Please pick out each line in the data below that contains the word "dark" and copy those lines.

[Working data]

· · · · · · ·

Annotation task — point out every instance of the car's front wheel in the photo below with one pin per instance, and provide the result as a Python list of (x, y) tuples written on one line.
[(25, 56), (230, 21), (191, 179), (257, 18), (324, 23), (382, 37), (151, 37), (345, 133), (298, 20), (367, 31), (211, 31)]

· · · · · · ·

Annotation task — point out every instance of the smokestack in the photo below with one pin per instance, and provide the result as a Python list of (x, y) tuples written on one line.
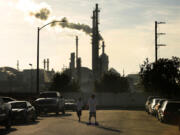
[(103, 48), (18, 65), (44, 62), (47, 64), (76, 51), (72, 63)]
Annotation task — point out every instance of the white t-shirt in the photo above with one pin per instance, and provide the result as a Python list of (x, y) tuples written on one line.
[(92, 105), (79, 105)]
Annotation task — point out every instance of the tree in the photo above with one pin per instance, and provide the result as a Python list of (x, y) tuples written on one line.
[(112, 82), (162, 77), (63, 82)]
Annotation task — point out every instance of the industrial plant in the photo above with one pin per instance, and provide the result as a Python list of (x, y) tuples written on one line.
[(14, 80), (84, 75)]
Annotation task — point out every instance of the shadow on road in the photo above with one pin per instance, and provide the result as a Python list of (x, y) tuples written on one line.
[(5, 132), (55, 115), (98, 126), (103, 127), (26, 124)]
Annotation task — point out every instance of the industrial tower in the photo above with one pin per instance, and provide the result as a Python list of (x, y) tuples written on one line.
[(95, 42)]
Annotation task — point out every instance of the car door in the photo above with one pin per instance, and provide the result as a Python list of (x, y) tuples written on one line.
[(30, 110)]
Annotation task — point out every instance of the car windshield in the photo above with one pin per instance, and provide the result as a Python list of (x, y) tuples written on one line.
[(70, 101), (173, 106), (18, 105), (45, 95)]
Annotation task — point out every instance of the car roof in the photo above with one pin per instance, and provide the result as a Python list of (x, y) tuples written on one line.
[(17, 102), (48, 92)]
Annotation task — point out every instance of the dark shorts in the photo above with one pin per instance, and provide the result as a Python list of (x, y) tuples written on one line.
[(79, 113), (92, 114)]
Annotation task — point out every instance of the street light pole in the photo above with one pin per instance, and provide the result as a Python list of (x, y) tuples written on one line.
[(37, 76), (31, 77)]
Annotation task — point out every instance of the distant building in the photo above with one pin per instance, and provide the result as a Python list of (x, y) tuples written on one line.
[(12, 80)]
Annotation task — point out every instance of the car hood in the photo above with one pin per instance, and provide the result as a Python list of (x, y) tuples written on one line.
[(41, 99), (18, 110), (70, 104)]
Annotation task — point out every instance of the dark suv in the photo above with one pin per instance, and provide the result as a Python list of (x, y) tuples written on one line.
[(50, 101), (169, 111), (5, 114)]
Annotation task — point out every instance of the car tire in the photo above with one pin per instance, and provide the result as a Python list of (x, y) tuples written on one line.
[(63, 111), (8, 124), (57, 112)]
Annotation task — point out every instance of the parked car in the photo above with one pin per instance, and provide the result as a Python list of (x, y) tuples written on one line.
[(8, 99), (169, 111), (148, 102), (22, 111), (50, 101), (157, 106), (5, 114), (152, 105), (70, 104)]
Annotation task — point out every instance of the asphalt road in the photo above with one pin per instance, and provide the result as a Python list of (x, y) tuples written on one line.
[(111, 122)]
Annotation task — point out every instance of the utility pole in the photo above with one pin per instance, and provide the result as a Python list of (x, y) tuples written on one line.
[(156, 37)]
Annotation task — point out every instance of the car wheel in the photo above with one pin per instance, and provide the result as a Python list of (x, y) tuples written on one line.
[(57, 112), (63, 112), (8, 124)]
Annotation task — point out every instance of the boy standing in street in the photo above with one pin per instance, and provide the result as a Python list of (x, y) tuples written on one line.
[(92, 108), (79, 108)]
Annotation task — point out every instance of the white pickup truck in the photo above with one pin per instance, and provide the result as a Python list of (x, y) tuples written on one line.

· · · · · · ·

[The solution]
Annotation task — point out every instance of the dark shorts in the photo above with one pin per instance, and provide the result as a Python list of (x, y) tuples written on one line.
Annotation task — point out every instance of the dark suv in the photo above with one pin per instance, and provide the result as a Python list of (x, y) tuples written on one line.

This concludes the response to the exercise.